PASSAGE PROVIDED —
§

EQxD Events

Monthly meetings are generally the last Thursday of the month. Come join the discussion and let us know your thoughts! Please post special event reminders as well.

wikiD: Women. Wikipedia. Design Discussion at California Historical Society

WikiD - Women.Wikipedia. Design. A Discussion and Resources Q&A

AIASF #EQxDM3 Symposium Thought Leaders Lori Brown and Justine Clark will discuss their collaboration on wikiD, the effort to write more women architects into Wikipedia. They will discuss where the idea and inspiration behind the project came from, how it began, its evolution into an international effort spearheaded between groups in New York, Melbourne and Berlin as well as the impacts wikiD has had thus far globally.

Location: The California Historical Society - 678 Mission Street, San Francisco, CA 94105

Admission: FREE To Members of AIASF and California Historical Society, General Admission is $10 for non-members.

Lori Brown’s creative practice examines the relationships between architecture and social justice. She is the author of Contested Spaces: Abortion Clinics, Women’s Shelters and Hospitals and the editor of Feminist Practices: Interdisciplinary Approaches to Women in Architecture. She is the co-founder and leads ArchiteXX, a women and architecture group working to bridge the academy and practice in New York City. She is Professor of Architecture at Syracuse University.

§

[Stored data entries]
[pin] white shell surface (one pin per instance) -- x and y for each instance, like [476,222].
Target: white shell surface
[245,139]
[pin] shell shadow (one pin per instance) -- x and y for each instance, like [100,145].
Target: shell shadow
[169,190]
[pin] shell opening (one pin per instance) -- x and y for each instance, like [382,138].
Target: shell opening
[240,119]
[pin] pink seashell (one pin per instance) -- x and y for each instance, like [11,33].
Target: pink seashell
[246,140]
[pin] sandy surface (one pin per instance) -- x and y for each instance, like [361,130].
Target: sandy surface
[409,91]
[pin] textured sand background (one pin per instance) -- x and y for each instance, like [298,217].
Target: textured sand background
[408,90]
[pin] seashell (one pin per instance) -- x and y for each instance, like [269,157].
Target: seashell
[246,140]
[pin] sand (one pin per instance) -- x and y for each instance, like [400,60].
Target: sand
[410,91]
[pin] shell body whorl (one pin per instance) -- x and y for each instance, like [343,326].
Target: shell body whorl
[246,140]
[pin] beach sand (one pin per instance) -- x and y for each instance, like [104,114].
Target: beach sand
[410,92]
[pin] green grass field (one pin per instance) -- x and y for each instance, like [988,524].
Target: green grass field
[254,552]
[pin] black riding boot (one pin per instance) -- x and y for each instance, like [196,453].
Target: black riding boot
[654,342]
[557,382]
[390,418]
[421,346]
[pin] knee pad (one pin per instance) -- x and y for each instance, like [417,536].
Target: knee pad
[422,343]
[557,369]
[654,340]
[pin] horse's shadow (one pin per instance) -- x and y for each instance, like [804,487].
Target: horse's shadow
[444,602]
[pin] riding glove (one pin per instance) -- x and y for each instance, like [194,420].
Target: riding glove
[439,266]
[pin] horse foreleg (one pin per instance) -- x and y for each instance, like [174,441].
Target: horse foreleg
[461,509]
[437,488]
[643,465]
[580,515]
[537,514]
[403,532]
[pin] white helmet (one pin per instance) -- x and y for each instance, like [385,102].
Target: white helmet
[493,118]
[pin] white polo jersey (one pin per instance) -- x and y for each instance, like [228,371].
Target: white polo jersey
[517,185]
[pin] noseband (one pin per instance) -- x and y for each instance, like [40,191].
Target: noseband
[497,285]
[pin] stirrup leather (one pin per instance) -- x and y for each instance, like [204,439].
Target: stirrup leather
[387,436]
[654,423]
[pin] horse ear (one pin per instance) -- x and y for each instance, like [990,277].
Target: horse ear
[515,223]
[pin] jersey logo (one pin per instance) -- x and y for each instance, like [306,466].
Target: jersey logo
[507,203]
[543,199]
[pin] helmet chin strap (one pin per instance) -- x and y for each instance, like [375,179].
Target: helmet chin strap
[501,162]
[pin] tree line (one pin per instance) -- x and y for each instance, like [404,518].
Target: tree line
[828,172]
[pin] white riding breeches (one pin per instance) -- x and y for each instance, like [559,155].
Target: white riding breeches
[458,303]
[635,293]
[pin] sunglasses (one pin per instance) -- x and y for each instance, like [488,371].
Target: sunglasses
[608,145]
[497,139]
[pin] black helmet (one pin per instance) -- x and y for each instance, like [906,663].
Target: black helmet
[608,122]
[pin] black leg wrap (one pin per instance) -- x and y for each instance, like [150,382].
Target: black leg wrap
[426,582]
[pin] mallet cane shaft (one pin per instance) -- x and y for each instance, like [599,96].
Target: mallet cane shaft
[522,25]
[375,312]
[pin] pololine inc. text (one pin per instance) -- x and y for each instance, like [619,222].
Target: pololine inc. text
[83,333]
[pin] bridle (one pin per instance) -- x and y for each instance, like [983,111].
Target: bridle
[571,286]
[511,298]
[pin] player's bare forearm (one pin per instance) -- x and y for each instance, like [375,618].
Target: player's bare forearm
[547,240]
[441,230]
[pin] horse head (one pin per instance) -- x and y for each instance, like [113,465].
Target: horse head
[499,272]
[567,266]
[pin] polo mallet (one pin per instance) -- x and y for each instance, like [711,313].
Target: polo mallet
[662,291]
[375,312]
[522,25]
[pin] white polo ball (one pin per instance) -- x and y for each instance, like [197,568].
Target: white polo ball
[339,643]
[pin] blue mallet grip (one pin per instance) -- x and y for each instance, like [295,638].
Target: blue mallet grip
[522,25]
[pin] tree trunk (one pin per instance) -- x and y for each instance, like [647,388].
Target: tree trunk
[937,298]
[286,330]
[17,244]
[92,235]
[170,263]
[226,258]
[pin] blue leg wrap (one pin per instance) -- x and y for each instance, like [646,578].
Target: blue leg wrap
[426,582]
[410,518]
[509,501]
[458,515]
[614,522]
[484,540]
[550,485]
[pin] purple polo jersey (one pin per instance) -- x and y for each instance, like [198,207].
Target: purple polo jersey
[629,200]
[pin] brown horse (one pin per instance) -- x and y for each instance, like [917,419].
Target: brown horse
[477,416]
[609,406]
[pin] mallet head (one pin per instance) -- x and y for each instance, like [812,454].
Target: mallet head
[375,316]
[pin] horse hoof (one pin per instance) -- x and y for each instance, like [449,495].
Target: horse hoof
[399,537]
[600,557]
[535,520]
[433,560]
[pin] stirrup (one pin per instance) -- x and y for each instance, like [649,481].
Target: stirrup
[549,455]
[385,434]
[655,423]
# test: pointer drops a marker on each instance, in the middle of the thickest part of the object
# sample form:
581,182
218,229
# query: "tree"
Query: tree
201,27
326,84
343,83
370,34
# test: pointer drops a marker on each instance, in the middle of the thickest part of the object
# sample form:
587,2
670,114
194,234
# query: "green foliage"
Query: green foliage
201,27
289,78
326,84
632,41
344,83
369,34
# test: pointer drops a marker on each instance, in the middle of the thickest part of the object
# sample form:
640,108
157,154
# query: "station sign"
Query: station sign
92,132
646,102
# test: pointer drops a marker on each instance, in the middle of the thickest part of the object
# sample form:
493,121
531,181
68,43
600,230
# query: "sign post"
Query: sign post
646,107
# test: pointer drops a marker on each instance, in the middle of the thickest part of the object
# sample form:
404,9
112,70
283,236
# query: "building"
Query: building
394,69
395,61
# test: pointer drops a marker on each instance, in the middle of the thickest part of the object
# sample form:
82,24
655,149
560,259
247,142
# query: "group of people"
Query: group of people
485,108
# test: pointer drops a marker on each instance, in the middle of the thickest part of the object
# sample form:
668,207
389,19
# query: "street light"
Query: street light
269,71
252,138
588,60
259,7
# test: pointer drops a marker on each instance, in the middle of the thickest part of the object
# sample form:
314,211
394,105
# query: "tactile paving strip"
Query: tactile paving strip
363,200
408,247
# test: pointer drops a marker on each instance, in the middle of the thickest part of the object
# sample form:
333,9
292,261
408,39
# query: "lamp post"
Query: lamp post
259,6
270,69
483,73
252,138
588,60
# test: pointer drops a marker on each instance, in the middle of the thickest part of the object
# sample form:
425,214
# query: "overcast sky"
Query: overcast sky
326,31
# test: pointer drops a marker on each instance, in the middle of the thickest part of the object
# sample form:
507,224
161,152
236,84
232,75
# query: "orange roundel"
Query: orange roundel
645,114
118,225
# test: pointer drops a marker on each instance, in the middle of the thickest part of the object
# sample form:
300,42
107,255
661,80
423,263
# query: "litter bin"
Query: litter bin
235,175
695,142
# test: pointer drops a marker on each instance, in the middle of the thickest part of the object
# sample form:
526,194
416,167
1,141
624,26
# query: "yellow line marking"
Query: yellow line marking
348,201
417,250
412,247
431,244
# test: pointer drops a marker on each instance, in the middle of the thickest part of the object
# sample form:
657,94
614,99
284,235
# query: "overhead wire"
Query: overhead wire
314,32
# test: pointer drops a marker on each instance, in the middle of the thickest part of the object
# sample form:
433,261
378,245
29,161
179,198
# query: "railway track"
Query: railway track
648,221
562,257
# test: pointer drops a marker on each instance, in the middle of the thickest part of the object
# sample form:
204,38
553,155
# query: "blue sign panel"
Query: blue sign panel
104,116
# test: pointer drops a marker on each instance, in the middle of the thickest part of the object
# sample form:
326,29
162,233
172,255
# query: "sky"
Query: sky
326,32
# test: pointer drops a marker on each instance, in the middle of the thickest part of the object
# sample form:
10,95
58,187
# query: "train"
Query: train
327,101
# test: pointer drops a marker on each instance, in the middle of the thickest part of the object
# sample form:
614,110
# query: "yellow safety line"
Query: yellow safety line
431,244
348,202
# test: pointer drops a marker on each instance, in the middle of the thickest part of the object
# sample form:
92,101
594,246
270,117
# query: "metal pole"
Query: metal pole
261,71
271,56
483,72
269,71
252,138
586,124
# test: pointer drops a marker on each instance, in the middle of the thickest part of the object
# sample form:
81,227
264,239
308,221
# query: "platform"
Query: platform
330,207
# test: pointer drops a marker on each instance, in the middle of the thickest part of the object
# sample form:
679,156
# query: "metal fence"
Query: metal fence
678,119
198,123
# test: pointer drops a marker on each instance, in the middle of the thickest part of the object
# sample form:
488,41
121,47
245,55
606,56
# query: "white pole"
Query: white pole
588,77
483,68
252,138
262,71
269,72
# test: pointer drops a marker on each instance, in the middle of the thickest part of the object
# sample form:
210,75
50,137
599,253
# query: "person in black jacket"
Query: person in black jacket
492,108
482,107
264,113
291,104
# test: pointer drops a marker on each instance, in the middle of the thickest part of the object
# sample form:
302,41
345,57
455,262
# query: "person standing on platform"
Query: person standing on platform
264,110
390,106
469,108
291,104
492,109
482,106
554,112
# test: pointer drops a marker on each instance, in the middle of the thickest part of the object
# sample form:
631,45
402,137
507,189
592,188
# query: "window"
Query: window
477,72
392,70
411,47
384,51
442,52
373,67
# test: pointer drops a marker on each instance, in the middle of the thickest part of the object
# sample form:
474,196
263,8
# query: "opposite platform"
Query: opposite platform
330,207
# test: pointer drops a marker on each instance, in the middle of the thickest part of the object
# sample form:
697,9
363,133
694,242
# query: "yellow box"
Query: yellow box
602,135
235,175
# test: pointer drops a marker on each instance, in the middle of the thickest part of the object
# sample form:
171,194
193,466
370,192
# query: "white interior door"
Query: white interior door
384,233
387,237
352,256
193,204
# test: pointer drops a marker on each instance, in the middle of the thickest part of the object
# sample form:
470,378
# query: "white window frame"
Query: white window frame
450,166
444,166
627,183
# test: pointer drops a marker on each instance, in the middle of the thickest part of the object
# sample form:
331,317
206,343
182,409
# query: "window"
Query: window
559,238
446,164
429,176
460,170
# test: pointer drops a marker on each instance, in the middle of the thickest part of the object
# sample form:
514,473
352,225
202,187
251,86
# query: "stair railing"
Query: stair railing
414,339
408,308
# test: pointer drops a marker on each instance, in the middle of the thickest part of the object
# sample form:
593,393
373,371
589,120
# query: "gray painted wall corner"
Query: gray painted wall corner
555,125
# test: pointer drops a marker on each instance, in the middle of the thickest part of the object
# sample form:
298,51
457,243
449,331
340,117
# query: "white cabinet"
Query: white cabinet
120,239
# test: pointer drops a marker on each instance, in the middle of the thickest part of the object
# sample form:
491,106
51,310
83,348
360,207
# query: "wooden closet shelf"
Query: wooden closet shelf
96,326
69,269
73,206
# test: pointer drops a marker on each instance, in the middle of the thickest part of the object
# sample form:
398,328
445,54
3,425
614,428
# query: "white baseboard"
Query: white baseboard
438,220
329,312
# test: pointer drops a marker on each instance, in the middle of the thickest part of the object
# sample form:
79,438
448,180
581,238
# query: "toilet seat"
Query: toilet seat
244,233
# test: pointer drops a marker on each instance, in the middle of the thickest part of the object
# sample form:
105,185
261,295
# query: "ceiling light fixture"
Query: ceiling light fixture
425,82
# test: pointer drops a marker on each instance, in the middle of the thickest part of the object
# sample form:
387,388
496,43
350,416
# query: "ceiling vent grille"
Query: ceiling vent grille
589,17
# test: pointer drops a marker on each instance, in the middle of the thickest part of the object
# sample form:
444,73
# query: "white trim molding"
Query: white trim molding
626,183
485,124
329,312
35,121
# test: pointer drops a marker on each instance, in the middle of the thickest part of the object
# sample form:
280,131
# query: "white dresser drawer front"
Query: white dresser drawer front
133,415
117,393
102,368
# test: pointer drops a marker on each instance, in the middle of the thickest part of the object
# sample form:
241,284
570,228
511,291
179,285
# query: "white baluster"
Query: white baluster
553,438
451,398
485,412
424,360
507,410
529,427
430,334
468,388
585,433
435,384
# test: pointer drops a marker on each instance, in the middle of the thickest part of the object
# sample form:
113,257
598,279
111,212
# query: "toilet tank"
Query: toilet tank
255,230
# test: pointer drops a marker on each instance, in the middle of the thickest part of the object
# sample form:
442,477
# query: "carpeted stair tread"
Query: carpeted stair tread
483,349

§

HOW TO COMPLETE THIS TASK —
Supply the next part of the wikiD event announcement, continuing after its final sentence. The records were taken from a separate source.

RESPONSE BOX —
Justine Clark is an architectural editor, writer, researcher and critic. She is a co-founder of the advocacy organisation Parlour: women, equity, architecture and a former editor of Architecture Australia, the journal of the Australian Institute of Architects. Justine is an active participant in public discussions of architecture. Her work has won awards for architecture in the media and her broader contribution to the profession was recognised in 2015 with the Marion Mahony Prize. Her writing appears on both scholarly and professional press and she is co-author, with Dr Paul Walker, of Looking for the Local: Architecture and the New Zealand Modern (2000). Justine is an honorary senior research fellow at the University of Melbourne, Australia.